PROMPT
A faithful copy of every entry, with the pictures removed, is what is needed here.

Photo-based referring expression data
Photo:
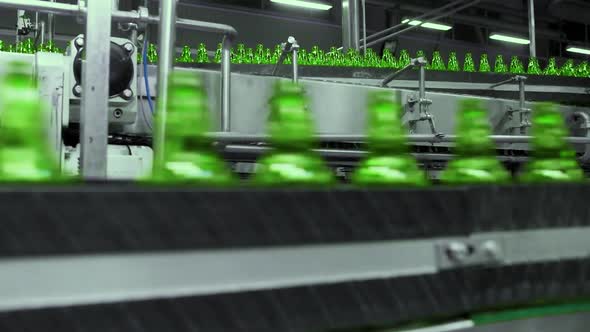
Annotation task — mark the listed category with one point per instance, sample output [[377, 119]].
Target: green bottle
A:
[[152, 54], [421, 54], [437, 62], [583, 70], [476, 161], [404, 58], [292, 162], [353, 58], [388, 60], [217, 57], [186, 56], [484, 64], [202, 56], [189, 157], [551, 68], [499, 65], [389, 162], [534, 68], [553, 159], [468, 64], [516, 66], [453, 62], [276, 54], [25, 155], [568, 68], [259, 56]]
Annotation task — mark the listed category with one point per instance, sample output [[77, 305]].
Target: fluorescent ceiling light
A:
[[580, 50], [509, 39], [304, 4], [429, 25]]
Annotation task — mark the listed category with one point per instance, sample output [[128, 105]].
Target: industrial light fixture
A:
[[429, 25], [509, 39], [305, 4], [575, 49]]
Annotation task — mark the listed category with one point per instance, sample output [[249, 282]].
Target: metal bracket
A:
[[469, 252]]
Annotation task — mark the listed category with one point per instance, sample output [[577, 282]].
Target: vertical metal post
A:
[[167, 37], [295, 66], [226, 84], [50, 25], [350, 25], [95, 93], [533, 39]]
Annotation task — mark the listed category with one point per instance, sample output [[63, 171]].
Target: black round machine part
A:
[[120, 73]]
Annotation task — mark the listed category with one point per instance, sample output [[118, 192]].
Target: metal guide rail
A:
[[254, 259]]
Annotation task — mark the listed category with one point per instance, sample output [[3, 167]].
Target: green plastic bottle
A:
[[568, 68], [516, 66], [388, 60], [189, 157], [186, 55], [553, 159], [437, 62], [468, 64], [484, 64], [259, 58], [152, 54], [389, 162], [551, 68], [476, 161], [499, 65], [202, 56], [534, 68], [453, 62], [421, 54], [404, 58], [583, 69], [25, 155], [292, 162]]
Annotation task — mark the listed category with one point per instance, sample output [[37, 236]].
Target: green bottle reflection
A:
[[484, 64], [186, 55], [476, 161], [389, 162], [568, 68], [437, 62], [189, 157], [25, 155], [453, 64], [551, 68], [468, 64], [499, 65], [534, 68], [516, 66], [553, 159], [292, 162], [404, 58], [202, 56]]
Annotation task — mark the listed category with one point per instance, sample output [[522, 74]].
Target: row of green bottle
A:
[[24, 152], [190, 159], [28, 46], [352, 58]]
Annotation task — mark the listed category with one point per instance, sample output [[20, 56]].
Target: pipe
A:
[[418, 25], [226, 83], [533, 43], [50, 25], [432, 12], [167, 37], [42, 6]]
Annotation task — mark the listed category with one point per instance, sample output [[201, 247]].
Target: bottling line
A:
[[101, 251]]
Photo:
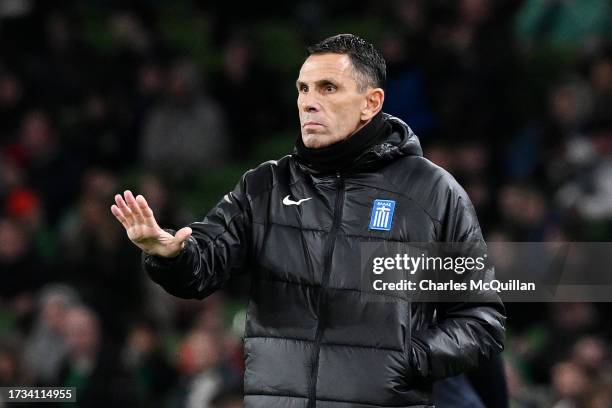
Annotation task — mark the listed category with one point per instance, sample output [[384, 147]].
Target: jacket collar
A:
[[396, 140]]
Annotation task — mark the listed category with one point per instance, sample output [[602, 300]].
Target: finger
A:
[[119, 215], [131, 202], [146, 211], [182, 235], [125, 210]]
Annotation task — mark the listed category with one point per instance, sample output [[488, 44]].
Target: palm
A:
[[142, 229]]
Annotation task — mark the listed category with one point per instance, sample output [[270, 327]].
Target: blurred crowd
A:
[[175, 99]]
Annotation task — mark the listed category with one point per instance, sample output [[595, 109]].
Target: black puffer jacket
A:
[[310, 339]]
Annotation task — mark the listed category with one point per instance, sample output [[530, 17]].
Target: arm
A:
[[200, 258], [466, 333]]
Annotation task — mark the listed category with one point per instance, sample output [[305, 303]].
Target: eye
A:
[[329, 88]]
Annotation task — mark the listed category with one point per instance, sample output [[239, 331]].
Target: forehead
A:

EXERCISE RESULT
Photo:
Annotation task — mark the listed category with one point per instance, sample output [[377, 119]].
Target: green bottle
A:
[[152, 54], [421, 54], [437, 62], [583, 70], [476, 161], [404, 58], [292, 162], [353, 58], [388, 60], [217, 57], [186, 56], [484, 64], [202, 56], [189, 157], [551, 68], [499, 65], [389, 162], [534, 68], [553, 159], [468, 64], [516, 66], [453, 62], [276, 54], [25, 155], [568, 68], [259, 56]]
Annotation task — mark the listed category with one point per instance, sample output [[77, 305]].
Target: fluorescent ceiling light
A:
[[580, 50], [509, 39], [304, 4], [429, 25]]
Annotation task — mark the listed category with one point per instance, sample output [[128, 105]].
Target: industrial light fixture
A:
[[429, 25], [509, 39], [305, 4], [575, 49]]
Annotation task — mark the listed category with one point per instance, sample output [[249, 282]].
Target: metal bracket
A:
[[469, 252]]
Annotation task — mark the listed category with one point per instance, sample output [[577, 282]].
Target: vertical metal post
A:
[[167, 37], [295, 66], [226, 84], [50, 25], [350, 25], [95, 93], [533, 39]]
Annotation task — mark the listed category with one point per instance, sample output [[63, 171]].
Target: black round machine part
A:
[[120, 73]]
Annotation task — mark the listed category with one point per instance, sample output [[118, 192]].
Target: metal guide rail
A:
[[254, 259]]
Annotation task — mark the listed category with one point per instance, sample output [[3, 167]].
Target: green plastic bottle
A:
[[568, 68], [516, 66], [388, 60], [189, 157], [186, 55], [553, 159], [437, 62], [468, 64], [484, 64], [259, 58], [152, 54], [389, 162], [551, 68], [476, 161], [499, 65], [202, 56], [534, 68], [453, 62], [421, 54], [404, 58], [583, 69], [25, 155], [292, 162]]
Annotation task — mark the listed category with one point per instance, sample output [[37, 236]].
Target: green bottle reflection
A:
[[484, 64], [186, 55], [476, 161], [389, 162], [568, 68], [437, 62], [189, 157], [25, 155], [453, 64], [551, 68], [468, 64], [499, 65], [534, 68], [516, 66], [553, 159], [292, 162], [404, 58], [202, 56]]
Annotation task — mark the listed category with one point per instance, sample output [[522, 74]].
Target: row of green bottle
A:
[[24, 152], [190, 159], [28, 46], [352, 58]]
Annotation task — mark the listed category with one point per instance, sample output [[20, 56]].
Target: pipe
A:
[[418, 25], [226, 83], [533, 43], [50, 25], [432, 12], [167, 37], [42, 6]]
Annotation task — mark the listed category with one point per instance, sample output [[201, 247]].
Target: bottling line
A:
[[101, 251]]
Photo:
Annotation task — mark the listed category with one point per instance, sample output [[384, 147]].
Target: jacket collar
A:
[[396, 140]]
Annotation task — mark the listed category with one point per instance, sample output [[602, 300]].
Target: finger
A:
[[119, 215], [131, 202], [146, 211], [182, 235], [125, 210]]
Annotation task — mark the listed category with one point per instance, sample output [[488, 44]].
Target: palm
A:
[[142, 229]]
Annotation task — mark the listed category with one point per instance, sample output [[270, 327]].
Target: blurred crowd
A:
[[175, 99]]
Annotation task — mark the listed category with one point per instance, sample output [[595, 109]].
Target: black puffer jacket
A:
[[310, 339]]
Annotation task — mark the listed category with one point per instance, sample output [[530, 17]].
Target: arm
A:
[[200, 258], [466, 333]]
Annotation task — mark the listed category with one point per instance, sample output [[305, 303]].
Target: eye
A:
[[329, 88]]
Annotation task — mark the listed category with one point per instance, sample output [[239, 331]].
Target: forehead
A:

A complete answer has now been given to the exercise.